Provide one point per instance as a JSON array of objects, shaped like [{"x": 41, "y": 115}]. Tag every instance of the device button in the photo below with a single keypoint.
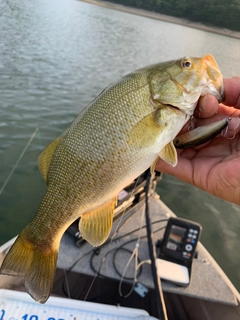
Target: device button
[{"x": 188, "y": 247}]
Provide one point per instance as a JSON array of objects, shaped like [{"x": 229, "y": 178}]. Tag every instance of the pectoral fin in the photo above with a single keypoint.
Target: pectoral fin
[
  {"x": 169, "y": 154},
  {"x": 95, "y": 226},
  {"x": 45, "y": 157},
  {"x": 146, "y": 131}
]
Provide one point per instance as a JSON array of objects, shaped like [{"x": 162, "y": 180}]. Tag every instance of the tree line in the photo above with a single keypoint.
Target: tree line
[{"x": 218, "y": 13}]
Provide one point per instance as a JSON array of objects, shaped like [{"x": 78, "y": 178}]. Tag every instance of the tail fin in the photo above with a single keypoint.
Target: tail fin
[{"x": 37, "y": 267}]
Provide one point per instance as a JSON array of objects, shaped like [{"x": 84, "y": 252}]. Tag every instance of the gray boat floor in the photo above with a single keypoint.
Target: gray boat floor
[{"x": 208, "y": 282}]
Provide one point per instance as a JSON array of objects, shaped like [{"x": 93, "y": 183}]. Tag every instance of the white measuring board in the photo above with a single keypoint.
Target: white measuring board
[{"x": 16, "y": 305}]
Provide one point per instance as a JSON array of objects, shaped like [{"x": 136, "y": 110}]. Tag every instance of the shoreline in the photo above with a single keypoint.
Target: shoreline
[{"x": 165, "y": 18}]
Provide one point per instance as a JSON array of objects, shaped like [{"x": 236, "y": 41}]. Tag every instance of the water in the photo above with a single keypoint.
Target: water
[{"x": 55, "y": 57}]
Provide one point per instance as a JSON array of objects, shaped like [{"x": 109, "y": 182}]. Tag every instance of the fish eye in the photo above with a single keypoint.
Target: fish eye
[{"x": 186, "y": 64}]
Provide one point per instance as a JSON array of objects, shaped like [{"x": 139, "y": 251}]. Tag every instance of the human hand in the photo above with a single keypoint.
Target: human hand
[{"x": 214, "y": 166}]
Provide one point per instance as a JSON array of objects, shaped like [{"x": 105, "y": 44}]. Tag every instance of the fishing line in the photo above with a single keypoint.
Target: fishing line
[
  {"x": 134, "y": 256},
  {"x": 111, "y": 240},
  {"x": 18, "y": 160},
  {"x": 152, "y": 252}
]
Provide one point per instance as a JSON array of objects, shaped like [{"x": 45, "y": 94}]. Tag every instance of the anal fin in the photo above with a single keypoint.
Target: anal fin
[{"x": 95, "y": 226}]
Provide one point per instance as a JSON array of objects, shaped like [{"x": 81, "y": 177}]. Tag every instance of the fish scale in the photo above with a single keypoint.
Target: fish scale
[{"x": 116, "y": 138}]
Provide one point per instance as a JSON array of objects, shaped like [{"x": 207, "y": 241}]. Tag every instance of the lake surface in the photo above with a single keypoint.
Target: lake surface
[{"x": 55, "y": 57}]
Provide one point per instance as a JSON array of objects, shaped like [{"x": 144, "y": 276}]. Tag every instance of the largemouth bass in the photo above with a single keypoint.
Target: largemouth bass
[{"x": 117, "y": 137}]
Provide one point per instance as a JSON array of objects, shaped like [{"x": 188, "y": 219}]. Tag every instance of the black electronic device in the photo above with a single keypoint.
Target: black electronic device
[
  {"x": 177, "y": 250},
  {"x": 180, "y": 239}
]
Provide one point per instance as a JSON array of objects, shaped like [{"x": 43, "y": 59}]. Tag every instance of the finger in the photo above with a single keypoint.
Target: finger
[
  {"x": 207, "y": 106},
  {"x": 232, "y": 92}
]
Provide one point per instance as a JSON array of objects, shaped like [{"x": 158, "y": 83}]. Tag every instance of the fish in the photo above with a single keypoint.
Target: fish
[{"x": 112, "y": 141}]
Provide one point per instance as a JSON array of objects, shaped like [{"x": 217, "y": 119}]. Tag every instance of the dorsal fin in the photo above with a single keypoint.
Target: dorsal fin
[{"x": 45, "y": 157}]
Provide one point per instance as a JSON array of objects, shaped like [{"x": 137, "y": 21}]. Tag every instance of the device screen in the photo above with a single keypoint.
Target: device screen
[{"x": 176, "y": 237}]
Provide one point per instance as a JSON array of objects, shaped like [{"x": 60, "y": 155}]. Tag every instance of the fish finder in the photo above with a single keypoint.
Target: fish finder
[{"x": 177, "y": 250}]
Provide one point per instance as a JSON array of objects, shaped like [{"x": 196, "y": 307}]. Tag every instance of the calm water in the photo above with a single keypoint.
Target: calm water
[{"x": 55, "y": 57}]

####################

Short task: From the line containing "the fish scale" through the closing line of the material above, return every line exactly and omit all others.

Solution to this problem:
Provide one point per instance as a JSON array of objects, shaped like [{"x": 81, "y": 177}]. Tag every instance of the fish scale in the photo above with a single keypoint.
Target: fish scale
[{"x": 116, "y": 138}]
Provide one point per instance as a JSON array of objects, shaped like [{"x": 207, "y": 241}]. Tag every instance of the lake surface in the photo above with a single keypoint.
Target: lake surface
[{"x": 55, "y": 57}]
Provide one point per instance as a JSON array of objects, shaped like [{"x": 144, "y": 276}]. Tag every instance of the largemouth bass in the photo above with a single keypoint.
Target: largemouth bass
[{"x": 117, "y": 137}]
Provide one point per instance as a JSON array of objects, shaped like [{"x": 188, "y": 219}]. Tag every instance of the black electronic device in the photo above with a single keypoint.
Target: black electronic device
[
  {"x": 177, "y": 250},
  {"x": 180, "y": 239}
]
Provide one point per instance as a JSON array of objects, shaped like [{"x": 43, "y": 59}]. Tag every instance of the finger in the photo above with a single keypoint.
Target: finger
[
  {"x": 207, "y": 106},
  {"x": 232, "y": 92}
]
Provide one point per instance as a JSON array of objects, shaped like [{"x": 158, "y": 83}]. Tag every instance of the fish in the photo above with a single keypoint.
Target: fish
[{"x": 112, "y": 141}]
Provide one point per instance as a JSON array of objects, shaped like [{"x": 217, "y": 119}]. Tag every instance of the dorsal fin in the photo above with a single keypoint.
Target: dorsal fin
[{"x": 45, "y": 157}]
Provide one point per instance as a JSON array of objects, shaped like [{"x": 137, "y": 21}]. Tag every instance of the device screen in the photo above with a single keypoint.
Target: device screen
[{"x": 176, "y": 237}]
Provide one point per instance as a JSON array of objects, shaped like [{"x": 60, "y": 155}]. Tag every instance of the fish finder in the photo above with a single keypoint.
Target: fish finder
[{"x": 177, "y": 250}]
Provide one point per instance as a JSON array of objects, shaped like [{"x": 196, "y": 307}]. Tag every instance of the calm water in the photo above with a single keypoint.
Target: calm water
[{"x": 55, "y": 57}]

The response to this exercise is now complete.